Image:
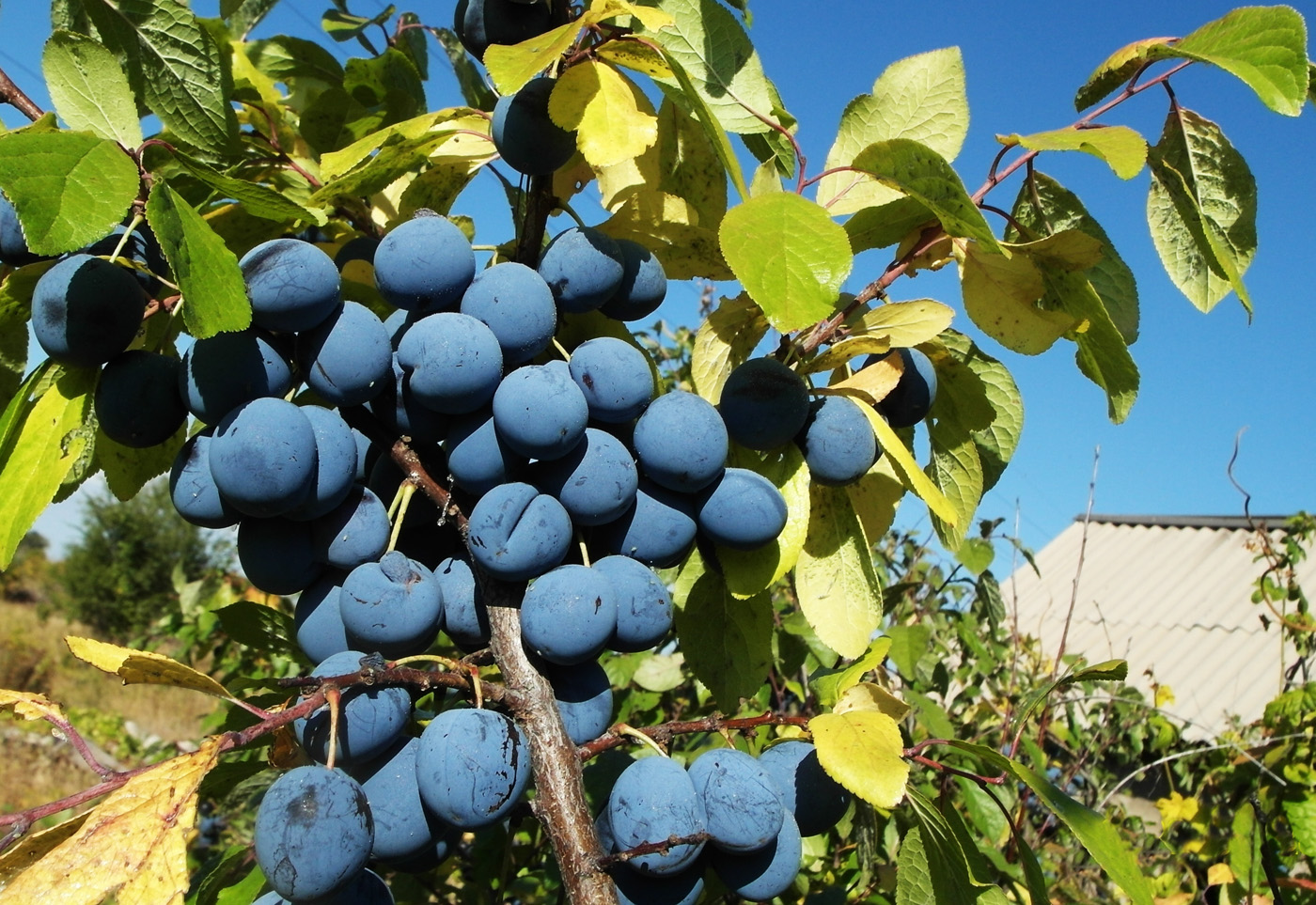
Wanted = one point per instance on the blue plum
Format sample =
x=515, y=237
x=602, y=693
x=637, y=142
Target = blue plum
x=292, y=285
x=471, y=767
x=313, y=832
x=424, y=265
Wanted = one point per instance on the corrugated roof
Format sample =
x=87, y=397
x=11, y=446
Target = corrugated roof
x=1171, y=596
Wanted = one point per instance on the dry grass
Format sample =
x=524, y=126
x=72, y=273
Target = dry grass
x=33, y=658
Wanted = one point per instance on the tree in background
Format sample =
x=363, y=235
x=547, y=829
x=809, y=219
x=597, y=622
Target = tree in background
x=118, y=576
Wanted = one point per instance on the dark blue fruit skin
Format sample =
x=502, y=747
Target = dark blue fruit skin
x=424, y=265
x=392, y=606
x=370, y=720
x=137, y=401
x=743, y=510
x=517, y=533
x=615, y=378
x=464, y=618
x=471, y=767
x=223, y=371
x=480, y=23
x=366, y=888
x=644, y=605
x=681, y=443
x=644, y=285
x=348, y=358
x=583, y=267
x=569, y=615
x=453, y=362
x=477, y=460
x=193, y=487
x=540, y=412
x=313, y=832
x=336, y=463
x=354, y=532
x=516, y=304
x=650, y=802
x=292, y=285
x=85, y=311
x=263, y=457
x=763, y=404
x=744, y=806
x=13, y=246
x=401, y=413
x=523, y=133
x=318, y=619
x=838, y=441
x=765, y=874
x=816, y=800
x=585, y=698
x=278, y=555
x=403, y=828
x=658, y=529
x=680, y=888
x=912, y=398
x=595, y=481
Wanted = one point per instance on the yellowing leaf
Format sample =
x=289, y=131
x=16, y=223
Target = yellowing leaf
x=871, y=696
x=907, y=468
x=1122, y=148
x=726, y=339
x=142, y=667
x=861, y=750
x=614, y=121
x=1177, y=808
x=29, y=705
x=835, y=579
x=133, y=843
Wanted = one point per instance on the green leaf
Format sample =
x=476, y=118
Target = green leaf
x=1265, y=46
x=724, y=341
x=174, y=65
x=1103, y=355
x=1118, y=69
x=1095, y=833
x=1003, y=298
x=831, y=685
x=258, y=200
x=789, y=256
x=69, y=188
x=916, y=170
x=1122, y=148
x=997, y=438
x=727, y=641
x=207, y=273
x=918, y=98
x=1201, y=210
x=89, y=88
x=37, y=451
x=862, y=751
x=1061, y=211
x=711, y=48
x=752, y=571
x=835, y=579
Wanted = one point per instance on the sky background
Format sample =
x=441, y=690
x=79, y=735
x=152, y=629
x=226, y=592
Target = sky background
x=1206, y=378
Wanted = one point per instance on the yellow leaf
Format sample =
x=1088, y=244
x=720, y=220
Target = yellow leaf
x=612, y=118
x=835, y=580
x=142, y=667
x=29, y=705
x=871, y=696
x=861, y=750
x=132, y=845
x=1177, y=808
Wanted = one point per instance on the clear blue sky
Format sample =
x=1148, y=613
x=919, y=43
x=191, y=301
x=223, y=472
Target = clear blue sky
x=1204, y=377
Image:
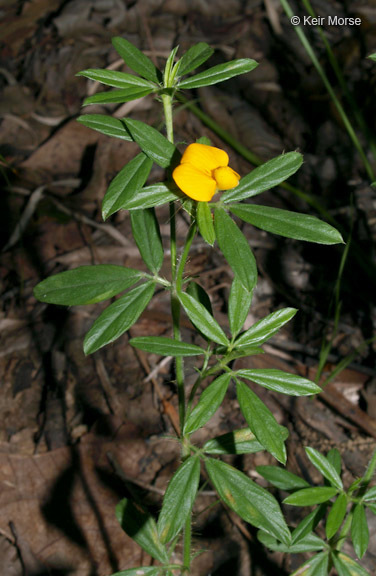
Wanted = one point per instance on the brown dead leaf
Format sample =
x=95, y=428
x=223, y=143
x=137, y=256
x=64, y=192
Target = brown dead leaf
x=62, y=503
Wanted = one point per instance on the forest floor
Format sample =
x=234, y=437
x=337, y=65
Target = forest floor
x=78, y=433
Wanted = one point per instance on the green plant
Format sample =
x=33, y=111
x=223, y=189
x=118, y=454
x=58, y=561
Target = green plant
x=91, y=284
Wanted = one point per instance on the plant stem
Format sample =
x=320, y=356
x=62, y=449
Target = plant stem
x=187, y=543
x=184, y=256
x=370, y=470
x=176, y=280
x=366, y=480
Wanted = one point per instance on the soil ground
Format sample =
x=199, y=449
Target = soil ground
x=78, y=433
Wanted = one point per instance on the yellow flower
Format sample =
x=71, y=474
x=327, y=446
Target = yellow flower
x=203, y=170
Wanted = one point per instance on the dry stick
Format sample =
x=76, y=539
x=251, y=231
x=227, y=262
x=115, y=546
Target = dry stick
x=168, y=408
x=109, y=393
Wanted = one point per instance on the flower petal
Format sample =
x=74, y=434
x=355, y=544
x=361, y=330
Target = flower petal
x=226, y=178
x=194, y=183
x=205, y=158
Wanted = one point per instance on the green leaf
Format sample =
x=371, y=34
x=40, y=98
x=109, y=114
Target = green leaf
x=288, y=224
x=265, y=328
x=315, y=566
x=359, y=531
x=261, y=421
x=280, y=381
x=205, y=222
x=151, y=142
x=126, y=184
x=198, y=293
x=238, y=306
x=179, y=498
x=86, y=284
x=117, y=96
x=148, y=197
x=235, y=249
x=336, y=516
x=194, y=57
x=309, y=523
x=140, y=571
x=209, y=402
x=241, y=441
x=370, y=494
x=265, y=177
x=310, y=543
x=147, y=236
x=251, y=502
x=105, y=125
x=324, y=466
x=118, y=317
x=334, y=457
x=311, y=496
x=136, y=60
x=219, y=73
x=242, y=353
x=116, y=79
x=282, y=478
x=371, y=506
x=141, y=527
x=355, y=485
x=165, y=346
x=346, y=566
x=204, y=321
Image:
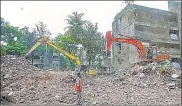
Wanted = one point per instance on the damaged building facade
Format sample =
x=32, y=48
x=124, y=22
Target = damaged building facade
x=153, y=27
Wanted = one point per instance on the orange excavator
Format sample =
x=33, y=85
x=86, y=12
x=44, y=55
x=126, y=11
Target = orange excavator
x=140, y=48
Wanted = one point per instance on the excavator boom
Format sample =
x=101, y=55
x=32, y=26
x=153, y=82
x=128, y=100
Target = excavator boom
x=45, y=39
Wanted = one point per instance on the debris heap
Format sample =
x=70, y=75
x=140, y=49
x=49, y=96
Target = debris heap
x=25, y=84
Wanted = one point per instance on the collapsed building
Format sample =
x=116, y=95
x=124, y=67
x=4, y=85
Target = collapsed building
x=153, y=27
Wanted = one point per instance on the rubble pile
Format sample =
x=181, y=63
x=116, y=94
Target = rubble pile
x=30, y=86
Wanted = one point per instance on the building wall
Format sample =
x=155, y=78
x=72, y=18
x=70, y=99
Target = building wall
x=148, y=25
x=176, y=8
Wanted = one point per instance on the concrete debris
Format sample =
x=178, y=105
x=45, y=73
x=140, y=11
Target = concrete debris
x=25, y=84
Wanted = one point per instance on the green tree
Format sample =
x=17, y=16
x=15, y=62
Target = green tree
x=75, y=26
x=9, y=34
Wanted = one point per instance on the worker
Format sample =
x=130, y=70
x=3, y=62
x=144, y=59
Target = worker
x=167, y=61
x=136, y=69
x=78, y=88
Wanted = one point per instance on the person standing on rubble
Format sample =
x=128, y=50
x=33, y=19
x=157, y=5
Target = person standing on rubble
x=78, y=88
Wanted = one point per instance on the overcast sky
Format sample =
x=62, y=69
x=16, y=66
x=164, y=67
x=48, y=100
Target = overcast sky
x=54, y=13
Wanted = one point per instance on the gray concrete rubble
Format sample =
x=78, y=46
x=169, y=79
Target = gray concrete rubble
x=25, y=84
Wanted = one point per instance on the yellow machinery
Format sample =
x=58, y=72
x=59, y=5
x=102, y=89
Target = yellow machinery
x=46, y=40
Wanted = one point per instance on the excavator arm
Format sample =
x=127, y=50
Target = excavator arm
x=45, y=39
x=35, y=46
x=76, y=60
x=128, y=40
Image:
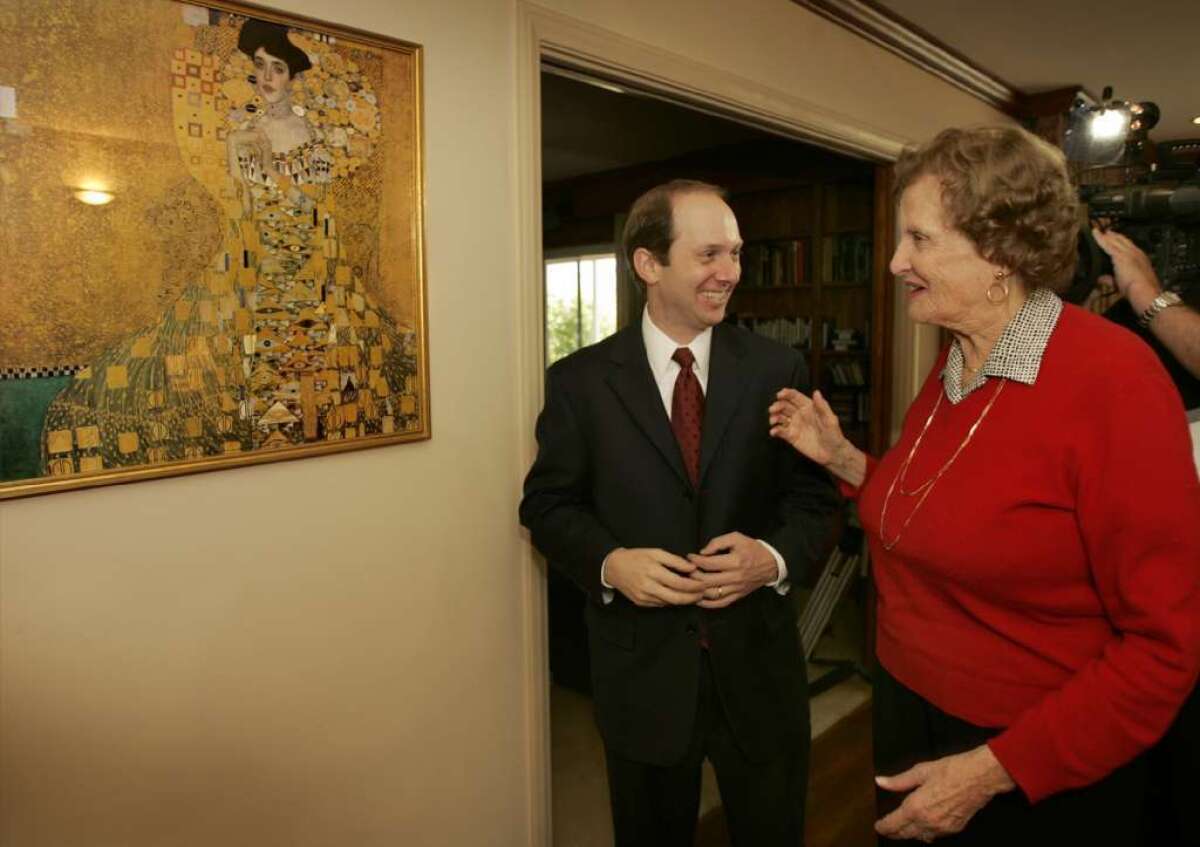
********
▶ _Task objective_:
Rewrite all of the material above as a numbered list with one line per item, skipping blank lines. Omit the pictures from your answer.

▶ _Reply to the task_:
1. Image:
2. Wanted = one point per instance on the blue plum
3. Format sample =
4. x=515, y=237
5. x=602, y=693
6. x=637, y=142
7. Target = blue plum
8. x=292, y=285
9. x=471, y=767
10. x=313, y=832
11. x=424, y=265
12. Wanted = one point per instance on the corrugated roof
13. Format sample =
14. x=87, y=397
15. x=11, y=446
16. Target = corrugated roof
17. x=1171, y=596
18. Wanted = one point per instance on the dry grass
19. Format sample =
20. x=524, y=126
21. x=72, y=273
22. Target = dry grass
23. x=33, y=658
24. Wanted = one point per instance on the tree in background
25. Format sample =
26. x=363, y=235
27. x=547, y=829
28. x=809, y=219
29. x=597, y=622
30. Target = tree in background
31. x=118, y=576
32. Wanted = one point per instance on the dark blue fruit skin
33. Format sample =
34. x=502, y=747
35. Target = dark blue fruit skin
36. x=424, y=265
37. x=392, y=606
38. x=370, y=720
39. x=137, y=401
40. x=743, y=510
41. x=517, y=533
42. x=615, y=378
43. x=464, y=618
44. x=471, y=767
45. x=223, y=371
46. x=480, y=23
47. x=366, y=888
48. x=644, y=605
49. x=681, y=443
50. x=644, y=285
51. x=348, y=358
52. x=583, y=267
53. x=569, y=615
54. x=453, y=362
55. x=477, y=460
56. x=193, y=487
57. x=540, y=412
58. x=313, y=832
59. x=336, y=463
60. x=354, y=532
61. x=516, y=304
62. x=650, y=802
63. x=292, y=285
64. x=85, y=311
65. x=263, y=457
66. x=763, y=404
67. x=744, y=806
68. x=13, y=246
69. x=401, y=413
70. x=523, y=133
71. x=318, y=619
72. x=838, y=441
73. x=765, y=874
74. x=816, y=800
75. x=585, y=698
76. x=278, y=555
77. x=403, y=828
78. x=658, y=529
79. x=680, y=888
80. x=912, y=398
81. x=595, y=481
82. Wanted = one point per instance on the yellowing leaf
83. Format sample =
84. x=289, y=131
85. x=16, y=223
86. Target = yellowing leaf
87. x=871, y=696
88. x=907, y=468
89. x=1122, y=148
90. x=726, y=339
91. x=142, y=667
92. x=861, y=750
93. x=614, y=121
94. x=1177, y=808
95. x=29, y=705
96. x=835, y=579
97. x=133, y=843
98. Wanted = one point per instance on the green leaf
99. Format sample =
100. x=476, y=118
101. Target = green leaf
102. x=1265, y=46
103. x=724, y=341
104. x=174, y=65
105. x=1103, y=355
106. x=1118, y=69
107. x=1095, y=833
108. x=1003, y=298
109. x=831, y=685
110. x=258, y=200
111. x=789, y=256
112. x=69, y=188
113. x=916, y=170
114. x=1122, y=148
115. x=997, y=438
116. x=727, y=641
117. x=207, y=273
118. x=918, y=98
119. x=1201, y=210
120. x=89, y=88
121. x=37, y=451
122. x=862, y=751
123. x=1061, y=211
124. x=711, y=48
125. x=752, y=571
126. x=835, y=579
127. Wanted = one point per instance on the sky background
128. Format sample =
129. x=441, y=690
130. x=79, y=735
131. x=152, y=629
132. x=226, y=592
133. Target = sky background
134. x=1206, y=378
135. Wanted = one point per instance on the yellow leaf
136. Format sample =
137. x=1088, y=244
138. x=720, y=220
139. Target = yellow leaf
140. x=612, y=118
141. x=835, y=580
142. x=142, y=667
143. x=29, y=705
144. x=871, y=696
145. x=861, y=750
146. x=132, y=845
147. x=1177, y=808
148. Wanted = one point per instance on the clear blue sky
149. Format sample =
150. x=1148, y=613
151. x=919, y=43
152. x=191, y=301
153. x=223, y=472
154. Target = clear blue sky
155. x=1204, y=377
156. Image:
157. Wanted = one point per instance on the brown dead leaf
158. Format sample =
159. x=95, y=428
160. x=223, y=143
161. x=137, y=256
162. x=64, y=192
163. Target = brown dead leaf
164. x=62, y=503
165. Wanted = one point per instance on the forest floor
166. Format sample =
167. x=234, y=437
168. x=337, y=65
169. Target = forest floor
170. x=78, y=433
171. Wanted = one point per instance on the green plant
172. Format sample =
173. x=33, y=111
174. x=223, y=189
175. x=118, y=454
176. x=58, y=561
177. Target = green plant
178. x=91, y=284
179. Wanted = one point per instance on the plant stem
180. Format sample =
181. x=320, y=356
182. x=62, y=449
183. Target = plant stem
184. x=187, y=543
185. x=184, y=256
186. x=370, y=470
187. x=176, y=280
188. x=366, y=480
189. Wanted = one point per instance on the soil ground
190. Format sample =
191. x=199, y=449
192. Target = soil ground
193. x=78, y=433
194. Wanted = one point per instance on the yellow flower
195. Format sample =
196. x=71, y=474
197. x=327, y=446
198. Target = yellow flower
199. x=203, y=170
200. Wanted = one point per instance on the dry stick
201. Format sample =
202. x=76, y=539
203. x=251, y=231
204. x=227, y=262
205. x=115, y=546
206. Target = dry stick
207. x=168, y=408
208. x=109, y=393
209. Wanted = one point per instance on the flower petal
210. Format sample =
211. x=74, y=434
212. x=355, y=544
213. x=361, y=330
214. Target = flower petal
215. x=226, y=178
216. x=194, y=183
217. x=205, y=158
218. Wanted = one point per instance on the green leaf
219. Format sample =
220. x=371, y=34
221. x=40, y=98
222. x=109, y=114
223. Target = green leaf
224. x=288, y=224
225. x=265, y=328
226. x=315, y=566
227. x=359, y=531
228. x=261, y=421
229. x=280, y=381
230. x=205, y=222
231. x=151, y=142
232. x=126, y=184
233. x=198, y=293
234. x=238, y=306
235. x=179, y=498
236. x=86, y=284
237. x=117, y=96
238. x=148, y=197
239. x=235, y=249
240. x=336, y=516
241. x=194, y=57
242. x=309, y=523
243. x=140, y=571
244. x=209, y=402
245. x=241, y=441
246. x=370, y=494
247. x=265, y=177
248. x=310, y=543
249. x=147, y=236
250. x=251, y=502
251. x=105, y=125
252. x=324, y=466
253. x=118, y=317
254. x=334, y=457
255. x=311, y=496
256. x=136, y=60
257. x=219, y=73
258. x=242, y=353
259. x=116, y=79
260. x=282, y=478
261. x=371, y=506
262. x=141, y=527
263. x=355, y=485
264. x=165, y=346
265. x=346, y=566
266. x=204, y=321
267. Image:
268. Wanted = one point per instance on the damaged building facade
269. Format sample =
270. x=32, y=48
271. x=124, y=22
272. Target = damaged building facade
273. x=153, y=27
274. Wanted = one point per instance on the orange excavator
275. Format sample =
276. x=33, y=85
277. x=86, y=12
278. x=44, y=55
279. x=126, y=11
280. Target = orange excavator
281. x=140, y=48
282. Wanted = one point per instance on the excavator boom
283. Format sample =
284. x=101, y=55
285. x=32, y=26
286. x=153, y=82
287. x=128, y=100
288. Target = excavator boom
289. x=45, y=39
290. Wanted = one point per instance on the debris heap
291. Format sample =
292. x=70, y=75
293. x=140, y=49
294. x=49, y=96
295. Target = debris heap
296. x=25, y=84
297. Wanted = one point per instance on the collapsed building
298. Format sample =
299. x=116, y=95
300. x=124, y=67
301. x=4, y=85
302. Target = collapsed building
303. x=153, y=27
304. Wanted = one point per instance on the rubble pile
305. Format sample =
306. x=181, y=63
307. x=116, y=94
308. Target = rubble pile
309. x=30, y=86
310. Wanted = one point per instance on the building wall
311. Format sample =
312. x=155, y=78
313. x=72, y=18
314. x=70, y=99
315. Target = building wall
316. x=148, y=25
317. x=176, y=8
318. Wanted = one point per instance on the concrete debris
319. Format sample =
320. x=178, y=105
321. x=45, y=73
322. x=140, y=11
323. Target = concrete debris
324. x=25, y=84
325. Wanted = one point per instance on the green tree
326. Format sample =
327. x=17, y=16
328. x=15, y=62
329. Target = green tree
330. x=75, y=26
331. x=9, y=34
332. Wanted = one point per instance on the worker
333. Format sample =
334. x=130, y=70
335. x=3, y=62
336. x=144, y=59
337. Target = worker
338. x=167, y=61
339. x=136, y=69
340. x=78, y=88
341. Wanted = one point per instance on the person standing on rubble
342. Format sample =
343. x=128, y=50
344. x=33, y=19
345. x=157, y=5
346. Target = person standing on rubble
347. x=78, y=88
348. Wanted = one point per instance on the overcast sky
349. Format sample =
350. x=62, y=69
351. x=16, y=66
352. x=164, y=67
353. x=48, y=100
354. Target = overcast sky
355. x=54, y=13
356. Wanted = one point per instance on the gray concrete rubble
357. Format sample =
358. x=78, y=46
359. x=169, y=79
360. Target = gray concrete rubble
361. x=25, y=84
362. Wanted = one point per instance on the yellow machinery
363. Format sample =
364. x=58, y=72
365. x=59, y=5
366. x=102, y=89
367. Target = yellow machinery
368. x=46, y=40
369. Wanted = one point per instance on the excavator arm
370. Format sample =
371. x=127, y=50
372. Target = excavator arm
373. x=45, y=39
374. x=35, y=46
375. x=76, y=60
376. x=128, y=40
377. Image:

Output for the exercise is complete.